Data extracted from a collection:
--- BEGIN ---

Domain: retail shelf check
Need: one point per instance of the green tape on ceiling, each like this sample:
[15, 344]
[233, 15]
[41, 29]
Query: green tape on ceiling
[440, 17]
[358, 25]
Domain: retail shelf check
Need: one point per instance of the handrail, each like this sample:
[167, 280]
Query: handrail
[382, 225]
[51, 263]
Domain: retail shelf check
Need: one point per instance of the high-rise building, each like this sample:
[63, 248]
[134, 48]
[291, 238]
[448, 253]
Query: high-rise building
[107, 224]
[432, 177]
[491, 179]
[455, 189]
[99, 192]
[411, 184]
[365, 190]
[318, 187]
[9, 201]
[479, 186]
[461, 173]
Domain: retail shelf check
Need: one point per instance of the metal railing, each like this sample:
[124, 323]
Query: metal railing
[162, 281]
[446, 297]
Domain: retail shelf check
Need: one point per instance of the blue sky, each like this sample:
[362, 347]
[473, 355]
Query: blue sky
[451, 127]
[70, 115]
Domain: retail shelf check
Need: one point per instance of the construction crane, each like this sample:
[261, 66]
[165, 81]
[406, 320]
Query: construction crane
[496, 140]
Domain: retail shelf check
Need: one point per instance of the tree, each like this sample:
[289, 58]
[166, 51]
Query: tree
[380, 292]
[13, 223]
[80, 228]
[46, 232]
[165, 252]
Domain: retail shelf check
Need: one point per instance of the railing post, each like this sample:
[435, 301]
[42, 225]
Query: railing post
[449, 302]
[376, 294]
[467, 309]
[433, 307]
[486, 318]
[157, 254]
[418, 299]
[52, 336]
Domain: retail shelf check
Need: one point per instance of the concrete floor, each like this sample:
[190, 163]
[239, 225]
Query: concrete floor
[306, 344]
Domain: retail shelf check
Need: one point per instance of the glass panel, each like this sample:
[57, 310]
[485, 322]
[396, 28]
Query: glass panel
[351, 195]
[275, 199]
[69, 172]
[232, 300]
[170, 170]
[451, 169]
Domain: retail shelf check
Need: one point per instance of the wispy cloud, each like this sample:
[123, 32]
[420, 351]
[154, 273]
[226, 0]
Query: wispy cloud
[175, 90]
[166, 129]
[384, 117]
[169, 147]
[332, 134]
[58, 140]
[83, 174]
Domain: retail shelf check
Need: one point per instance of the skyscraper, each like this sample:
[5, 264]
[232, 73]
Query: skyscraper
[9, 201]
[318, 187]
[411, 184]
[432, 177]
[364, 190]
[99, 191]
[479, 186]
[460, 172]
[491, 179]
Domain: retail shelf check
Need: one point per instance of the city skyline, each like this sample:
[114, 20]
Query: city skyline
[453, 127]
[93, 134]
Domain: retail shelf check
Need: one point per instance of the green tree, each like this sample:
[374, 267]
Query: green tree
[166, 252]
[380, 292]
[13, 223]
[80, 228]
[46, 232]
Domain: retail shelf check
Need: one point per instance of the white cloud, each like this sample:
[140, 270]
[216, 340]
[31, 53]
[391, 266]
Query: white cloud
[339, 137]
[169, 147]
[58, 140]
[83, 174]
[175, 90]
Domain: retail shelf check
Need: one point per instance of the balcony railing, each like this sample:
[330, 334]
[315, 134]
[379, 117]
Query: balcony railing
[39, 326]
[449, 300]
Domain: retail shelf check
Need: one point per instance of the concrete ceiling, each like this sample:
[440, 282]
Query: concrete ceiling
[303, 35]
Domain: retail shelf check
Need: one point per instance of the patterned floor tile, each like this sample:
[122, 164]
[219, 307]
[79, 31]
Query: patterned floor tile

--- END ---

Prompt :: Copy the material above back out, exactly as written.

The result ::
Domain: retail shelf check
Need: one point per instance of the green tape on ceiling, each like this sample:
[15, 344]
[233, 15]
[41, 29]
Query: green tape on ceiling
[440, 17]
[358, 25]
Domain: retail shelf check
Need: one point per instance of the handrail, each like this sample:
[167, 280]
Query: handrail
[382, 225]
[51, 263]
Domain: retail shelf check
Need: one point per instance of the high-rise building, each like this sample:
[63, 248]
[134, 48]
[291, 238]
[448, 253]
Query: high-rise building
[107, 224]
[432, 177]
[491, 179]
[455, 189]
[99, 192]
[411, 184]
[365, 190]
[318, 187]
[9, 201]
[479, 186]
[461, 173]
Domain: retail shelf check
Need: one point per instance of the metal railing, each like this sample:
[124, 323]
Query: metal railing
[162, 281]
[446, 297]
Domain: retail shelf check
Need: one point per instance of the blue sky, each like this sample:
[362, 347]
[473, 355]
Query: blue sky
[451, 127]
[70, 115]
Domain: retail shelf check
Need: one point per instance of the construction crane, each like this sample:
[261, 66]
[165, 81]
[406, 320]
Query: construction crane
[496, 140]
Domain: retail shelf check
Need: one point per instance of the tree, each like this sample:
[289, 58]
[166, 51]
Query: tree
[380, 292]
[13, 223]
[80, 228]
[46, 232]
[165, 252]
Domain: retail shelf check
Need: one point per instance of the railing post, each like this sample:
[435, 301]
[42, 225]
Query: railing post
[449, 302]
[376, 294]
[467, 309]
[433, 307]
[486, 318]
[157, 254]
[418, 299]
[52, 336]
Domain: retail shelf check
Need: one point per instance of the concrete floor, each like this sample:
[190, 163]
[239, 225]
Query: concrete floor
[306, 344]
Domain: retail shelf check
Need: one point per instance of the glass panel, each like this sample:
[57, 310]
[485, 322]
[396, 28]
Query: glass panel
[351, 195]
[275, 199]
[69, 172]
[232, 300]
[170, 170]
[451, 169]
Domain: retail shelf check
Need: one point per instance of the wispy cloud, each like this sample:
[123, 32]
[420, 351]
[154, 273]
[226, 0]
Query: wispy cloud
[175, 90]
[166, 129]
[384, 117]
[169, 147]
[332, 134]
[58, 140]
[83, 174]
Domain: retail shelf check
Need: one point per instance of the skyscraper, each like this sample:
[5, 264]
[232, 73]
Query: skyscraper
[9, 201]
[318, 187]
[411, 184]
[432, 177]
[364, 190]
[99, 191]
[479, 186]
[460, 172]
[491, 179]
Domain: retail shelf check
Need: one point per instance of the city skyline, each like this sample:
[114, 20]
Query: city skyline
[453, 127]
[93, 134]
Domain: retail shelf check
Need: one point per instance of the green tree, each like this sample:
[374, 267]
Query: green tree
[166, 252]
[380, 292]
[13, 223]
[80, 228]
[46, 232]
Domain: retail shelf check
Need: one point per instance of the white cloud, each like this sample:
[140, 270]
[216, 340]
[31, 53]
[391, 266]
Query: white cloud
[339, 137]
[169, 147]
[58, 140]
[83, 174]
[175, 90]
Domain: retail shelf check
Need: one point per instance of the balcony railing, each like this sample:
[330, 334]
[315, 134]
[379, 117]
Query: balcony railing
[39, 326]
[449, 300]
Domain: retail shelf check
Need: one point per instance of the concrete ceiling, each like this sample:
[440, 282]
Query: concrete ceiling
[303, 35]
Domain: retail shelf check
Need: one point per instance of the patterned floor tile, each like this sample:
[122, 164]
[219, 307]
[79, 31]
Query: patterned floor tile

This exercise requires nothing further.